• [ASSIGNMENT] Each line of the material below should be reproduced exactly.

• [DATA RECORDS]
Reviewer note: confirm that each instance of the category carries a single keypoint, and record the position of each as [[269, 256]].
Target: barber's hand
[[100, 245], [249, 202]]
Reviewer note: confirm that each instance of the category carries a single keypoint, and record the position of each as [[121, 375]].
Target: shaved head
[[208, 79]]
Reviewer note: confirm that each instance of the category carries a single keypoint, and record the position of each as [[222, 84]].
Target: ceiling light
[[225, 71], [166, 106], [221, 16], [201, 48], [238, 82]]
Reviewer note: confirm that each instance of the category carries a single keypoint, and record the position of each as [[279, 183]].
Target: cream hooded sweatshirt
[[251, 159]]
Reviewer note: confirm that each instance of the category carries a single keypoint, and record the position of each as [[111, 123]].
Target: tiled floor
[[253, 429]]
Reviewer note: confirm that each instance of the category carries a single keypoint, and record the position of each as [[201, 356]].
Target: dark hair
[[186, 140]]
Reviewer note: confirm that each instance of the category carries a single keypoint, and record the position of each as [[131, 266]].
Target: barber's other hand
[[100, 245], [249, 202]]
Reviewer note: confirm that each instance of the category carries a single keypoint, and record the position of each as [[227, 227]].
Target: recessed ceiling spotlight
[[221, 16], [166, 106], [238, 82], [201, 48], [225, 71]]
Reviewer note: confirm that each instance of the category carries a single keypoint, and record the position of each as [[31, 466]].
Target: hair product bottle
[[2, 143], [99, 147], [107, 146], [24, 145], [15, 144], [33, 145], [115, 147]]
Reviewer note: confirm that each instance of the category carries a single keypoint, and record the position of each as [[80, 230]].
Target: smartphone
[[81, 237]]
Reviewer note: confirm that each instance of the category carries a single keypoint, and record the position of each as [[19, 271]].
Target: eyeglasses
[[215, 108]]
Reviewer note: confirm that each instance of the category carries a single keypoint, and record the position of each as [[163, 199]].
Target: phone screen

• [WRITTEN ANSWER]
Reviewer note: confirm that each instance of the category carries a single keypoint, and record the position of each as [[269, 256]].
Target: barber's hand
[[100, 245], [249, 202]]
Reviewer note: confirm that each instance of the category carries a single keypoint, and record the position of each as [[121, 375]].
Target: shaved head
[[208, 79]]
Reviewer note: confirm that each instance of the category carries a single keypoint, and record the position of each as [[222, 84]].
Target: ceiling light
[[225, 71], [166, 106], [221, 16], [201, 48], [238, 82]]
Reviewer note: confirm that each instance of the category carries a single keypoint, and record the position of each as [[279, 183]].
Target: cream hooded sweatshirt
[[251, 159]]
Reviewer note: confirm that each instance of the category carries a single keypoint, and record the position of each as [[111, 123]].
Target: tiled floor
[[253, 429]]
Reviewer note: confirm that each instance of the category carries a single keypoint, and record the position of each as [[201, 356]].
Target: dark hair
[[186, 140]]
Reviewer note: confirm that each instance of the category carries a single keypoint, and record the position of each as [[131, 266]].
Target: barber's other hand
[[100, 245], [249, 202]]
Reviewer note: confirm that each instance of the category carries a single keypoint, and record the position of each as [[227, 227]].
Target: recessed ceiling spotlight
[[221, 16], [166, 106], [238, 82], [201, 48], [225, 71]]
Reviewer note: confirm that each instance of the category carries a single keypoint, and record the position of each as [[31, 466]].
Target: hair product bottle
[[2, 143], [99, 147], [107, 146], [24, 145], [15, 144], [33, 145], [115, 147]]
Reviewer note: confirm that each instance of the category carries a single keypoint, and record the position of each as [[80, 230]].
Target: smartphone
[[81, 237]]
Reviewer note: confirm that each instance of the category carries a single keypoint, and record the position of each as [[19, 271]].
Target: eyeglasses
[[215, 108]]
Reviewer note: confirm that each instance of the category carries a single keypoint, and record the position of each as [[163, 199]].
Target: phone screen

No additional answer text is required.